Given task: Write out all of the entries that follow, word for word, but skip the pictures.

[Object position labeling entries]
· · ·
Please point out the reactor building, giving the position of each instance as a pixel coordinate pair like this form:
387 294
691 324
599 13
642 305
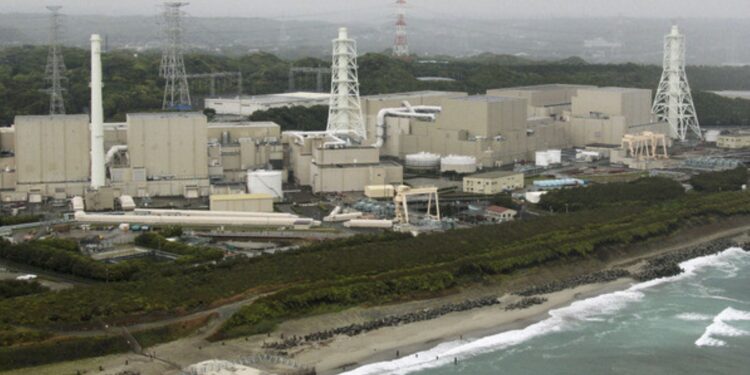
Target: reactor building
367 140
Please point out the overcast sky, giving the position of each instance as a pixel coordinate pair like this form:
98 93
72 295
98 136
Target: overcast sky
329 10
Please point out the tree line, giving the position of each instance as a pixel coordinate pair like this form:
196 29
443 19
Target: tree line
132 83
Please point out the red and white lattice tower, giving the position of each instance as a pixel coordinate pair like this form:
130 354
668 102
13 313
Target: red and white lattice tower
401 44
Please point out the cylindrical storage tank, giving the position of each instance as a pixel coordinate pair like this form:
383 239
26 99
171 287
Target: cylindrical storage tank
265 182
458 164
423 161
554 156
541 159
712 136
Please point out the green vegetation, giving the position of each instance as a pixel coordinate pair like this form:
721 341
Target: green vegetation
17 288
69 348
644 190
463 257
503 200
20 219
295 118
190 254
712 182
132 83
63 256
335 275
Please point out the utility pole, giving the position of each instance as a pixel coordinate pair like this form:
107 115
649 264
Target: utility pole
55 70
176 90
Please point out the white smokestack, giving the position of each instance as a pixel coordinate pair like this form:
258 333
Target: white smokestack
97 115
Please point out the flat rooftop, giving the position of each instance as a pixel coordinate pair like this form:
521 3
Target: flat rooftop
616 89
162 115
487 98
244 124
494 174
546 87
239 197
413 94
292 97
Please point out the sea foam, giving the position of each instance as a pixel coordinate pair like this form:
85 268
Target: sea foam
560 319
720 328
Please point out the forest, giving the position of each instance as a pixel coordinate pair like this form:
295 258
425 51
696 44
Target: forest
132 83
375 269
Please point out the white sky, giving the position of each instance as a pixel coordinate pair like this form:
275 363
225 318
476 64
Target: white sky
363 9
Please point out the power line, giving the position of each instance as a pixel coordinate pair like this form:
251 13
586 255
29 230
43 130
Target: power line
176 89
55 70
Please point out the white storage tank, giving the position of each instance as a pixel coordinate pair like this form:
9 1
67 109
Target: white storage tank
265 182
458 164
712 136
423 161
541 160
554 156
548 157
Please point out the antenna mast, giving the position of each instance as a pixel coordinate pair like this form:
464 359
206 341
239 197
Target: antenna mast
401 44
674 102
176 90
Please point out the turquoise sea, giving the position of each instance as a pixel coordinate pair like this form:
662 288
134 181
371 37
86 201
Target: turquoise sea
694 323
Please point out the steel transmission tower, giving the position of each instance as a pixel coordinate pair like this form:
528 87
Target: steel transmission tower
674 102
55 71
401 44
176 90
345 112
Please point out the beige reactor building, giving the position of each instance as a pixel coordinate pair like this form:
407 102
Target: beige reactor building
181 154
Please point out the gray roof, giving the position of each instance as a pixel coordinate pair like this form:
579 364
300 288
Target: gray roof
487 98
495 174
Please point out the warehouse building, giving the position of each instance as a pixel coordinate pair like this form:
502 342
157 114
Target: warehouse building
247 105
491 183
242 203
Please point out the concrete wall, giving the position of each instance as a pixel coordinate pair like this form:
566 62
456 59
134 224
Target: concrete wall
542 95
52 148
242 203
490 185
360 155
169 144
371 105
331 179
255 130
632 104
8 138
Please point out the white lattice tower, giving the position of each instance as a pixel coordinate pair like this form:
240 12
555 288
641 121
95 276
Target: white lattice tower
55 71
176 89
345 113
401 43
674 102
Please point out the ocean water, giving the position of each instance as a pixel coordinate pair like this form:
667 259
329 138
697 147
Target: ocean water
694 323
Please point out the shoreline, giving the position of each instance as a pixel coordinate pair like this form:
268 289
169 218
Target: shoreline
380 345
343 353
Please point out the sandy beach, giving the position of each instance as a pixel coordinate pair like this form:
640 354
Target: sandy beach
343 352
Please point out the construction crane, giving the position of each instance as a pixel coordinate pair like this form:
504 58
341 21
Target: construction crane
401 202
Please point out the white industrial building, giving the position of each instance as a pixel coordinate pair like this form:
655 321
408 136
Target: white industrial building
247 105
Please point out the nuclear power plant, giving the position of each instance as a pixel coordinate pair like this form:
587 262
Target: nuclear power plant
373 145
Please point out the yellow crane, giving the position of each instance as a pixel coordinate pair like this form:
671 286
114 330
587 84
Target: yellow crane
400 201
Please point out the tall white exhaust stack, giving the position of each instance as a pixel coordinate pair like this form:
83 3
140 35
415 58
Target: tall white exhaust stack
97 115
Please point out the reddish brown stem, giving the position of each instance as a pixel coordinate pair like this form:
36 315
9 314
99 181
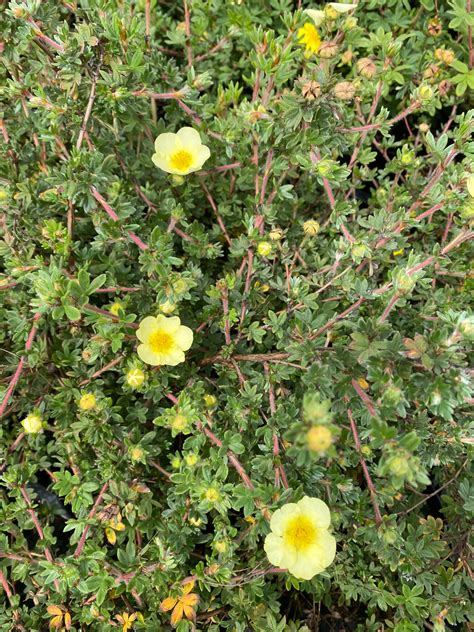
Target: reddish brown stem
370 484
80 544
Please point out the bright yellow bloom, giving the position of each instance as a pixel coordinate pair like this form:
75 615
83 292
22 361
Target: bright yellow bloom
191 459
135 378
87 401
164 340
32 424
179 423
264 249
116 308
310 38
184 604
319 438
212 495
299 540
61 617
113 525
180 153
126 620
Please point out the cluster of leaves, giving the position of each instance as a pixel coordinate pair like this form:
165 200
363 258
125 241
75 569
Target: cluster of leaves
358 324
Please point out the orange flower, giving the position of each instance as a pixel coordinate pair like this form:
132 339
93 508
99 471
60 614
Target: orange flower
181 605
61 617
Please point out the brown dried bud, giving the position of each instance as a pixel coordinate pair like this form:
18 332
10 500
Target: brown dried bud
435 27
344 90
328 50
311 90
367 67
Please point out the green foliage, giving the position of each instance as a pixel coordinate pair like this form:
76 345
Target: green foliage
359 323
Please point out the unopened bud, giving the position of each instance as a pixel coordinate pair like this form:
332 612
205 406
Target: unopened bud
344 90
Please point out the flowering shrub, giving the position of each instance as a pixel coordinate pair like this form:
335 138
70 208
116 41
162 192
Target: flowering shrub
· · ·
Output of the task:
Please point out the reactor building, giving the position of each instance as a pixel coordinate pair like this form:
387 294
691 324
599 13
642 305
Target: reactor building
367 140
Please point out the overcast sky, giving the position of each instance as a pixel coordinate pair like this form:
98 93
72 295
98 136
Target: overcast sky
329 10
Please point out the tree line, giving the position of each instance as a pixel coordinate pair like this form:
196 29
443 19
Target: tree line
132 83
Please point out the red and white lattice tower, giving the position of each instance as a pixel coordinate pair like this form:
130 354
668 102
13 313
Target: red and white lattice tower
401 44
Please point out the cylindrical storage tank, giving the position of each instance as a pixel coordinate pair like this form:
383 239
26 99
171 287
Target: cylindrical storage tank
265 182
458 164
423 161
554 156
541 159
712 136
Please point out the green vegetation, giving the position of each instance as a pixel coordinate pair like this form:
721 341
Target: green vegetation
17 288
69 348
644 190
463 257
503 200
20 219
295 118
190 254
712 182
132 83
63 256
335 275
Please point out the utility pole, giving the position of each instance as a pixel coordinate pair like this form:
107 115
649 264
Target: utility pole
55 70
176 90
Please point out the white smokestack, giving the position of each instance as a pixel coordinate pair like this form:
258 333
Target: white smokestack
97 115
Please point out the flat rooftop, giving the position of each instance as a pixel coordinate pair like this form:
521 3
Target: flat rooftop
616 89
162 115
487 98
244 124
494 174
546 87
239 197
413 94
292 97
Please point out the sea foam, giving the position of each instance as a pixel coordinate pair like this form:
85 268
Target: sea foam
560 319
720 328
Please point out the forest, giving the position of each instance as a pixel coordinate pair like this form:
295 258
425 51
696 44
Target: forest
132 83
375 269
Please point out the white sky, giving the position of each instance as a pixel coordinate pair like this form:
275 363
225 318
476 64
Target: white sky
363 9
Please point out the power line, giving the position of each instance as a pixel coordinate pair like this form:
251 13
586 255
29 230
43 130
Target: power line
176 89
55 70
Please point out the white storage tank, giving the position of each instance as a pixel coordinate pair like this form:
9 1
67 109
Target: white storage tank
265 182
458 164
712 136
423 161
541 160
554 156
548 157
Please point out the antenna mast, giving the position of each instance as a pixel coordinate pair like this form:
464 359
206 341
239 197
Target: antenna mast
401 44
674 102
176 90
Please point out the turquoise sea, giving the position of each instance as a pixel coordinate pair like this form:
662 288
134 181
371 37
86 201
Target: turquoise sea
694 323
Please point out the steel transmission tower, giving the position of each instance as a pixel coordinate pair like this form:
528 87
Target: steel transmission tower
674 102
55 71
401 44
176 90
345 112
Please point out the beige reactor building, giving the position of each instance as a pixel coordinate pair like this form:
407 102
Target: beige reactor building
181 154
Please point out the gray roof, giving the position of each instance as a pixel coordinate pair like this form:
579 364
300 288
Target: gray roof
487 98
495 174
Please point out the warehouse building, giving the position of each instance as a pixel coordinate pair like this form:
502 342
157 114
Target: warehouse building
247 105
491 183
242 203
Please point out the concrete wall, giving the position of each instance as a pixel coordinate pair like this form:
566 62
456 59
134 224
Target: concrete wall
542 95
52 148
242 203
490 185
360 155
169 144
371 105
331 179
255 130
632 104
8 138
Please point out the white lattice tower, giving the position of each instance as a pixel coordinate pair like this form:
240 12
555 288
641 121
95 276
Target: white lattice tower
55 71
176 89
345 113
401 43
674 102
Please point out the ocean water, giving the position of each instance as a pixel coordinate pair like this form:
667 259
329 138
697 147
Target: ocean water
694 323
Please point out the shoreline, giving the position of each instance as a pixel coordinate pair like this form:
268 289
169 218
Target: shoreline
380 345
343 353
Please point out the sandy beach, giving the position of each instance as a pixel coordinate pair like this form:
640 354
Target: sandy beach
343 352
Please point out the construction crane, giving the position of each instance as a pixel coordinate pair like this form:
504 58
341 21
Target: construction crane
401 202
Please point out the white industrial building, giving the position of each instance as a pixel coordinate pair like this form:
655 321
408 136
Target: white industrial building
247 105
Please point out the nuclear power plant, giving the position of each instance as a pixel coordinate pair like this form:
587 262
Target: nuclear power plant
373 145
Please point out the yellow crane, giving the position of each instance as a pixel coordinate pair like this form:
671 286
114 330
587 84
Target: yellow crane
400 201
Please point out the tall white exhaust stack, giving the position of each instance as a pixel coordinate pair like this form:
83 3
140 35
415 58
Target: tall white exhaust stack
97 115
Please point out the reddish brown stem, giving the position of each instance as a pixel coordinate pair like this form:
36 315
9 314
99 181
Target: reddish brown stem
370 484
80 544
Please point out the bright yellow bloom, giving the position of each instance as a pixel coordinate pair like this form:
75 615
83 292
22 361
Target: bright yellow bloom
191 459
135 378
87 401
164 340
32 424
179 423
264 249
116 308
310 38
184 604
319 438
212 495
299 540
61 617
113 525
180 153
126 620
Please point out the cluster of leaves, giving the position of each instance as a pixel coordinate pair like this form:
165 200
363 258
125 241
75 569
Target: cluster of leaves
358 324
Please point out the orange flower, giving the position of each instance as a pixel coordinate pair like this form:
132 339
93 508
99 471
60 614
Target: orange flower
181 605
61 617
Please point out the brown dried bud, giving the position of each instance as a pixel coordinate pair like this form:
18 332
10 500
Target: brown dried bud
435 27
344 90
328 50
311 90
367 67
Please point out the green foliage, giving the position of each instance as a pixel coordinate pair like this form:
76 345
Target: green foliage
359 323
Please point out the unopened bud, giving the position of each instance as a pixel coordinate pair like this form:
332 612
205 406
Target: unopened bud
344 90
Please point out the flowering shrub, giving the position of each instance as a pixel coordinate pair like this form:
335 138
70 208
116 41
162 192
Target: flowering shrub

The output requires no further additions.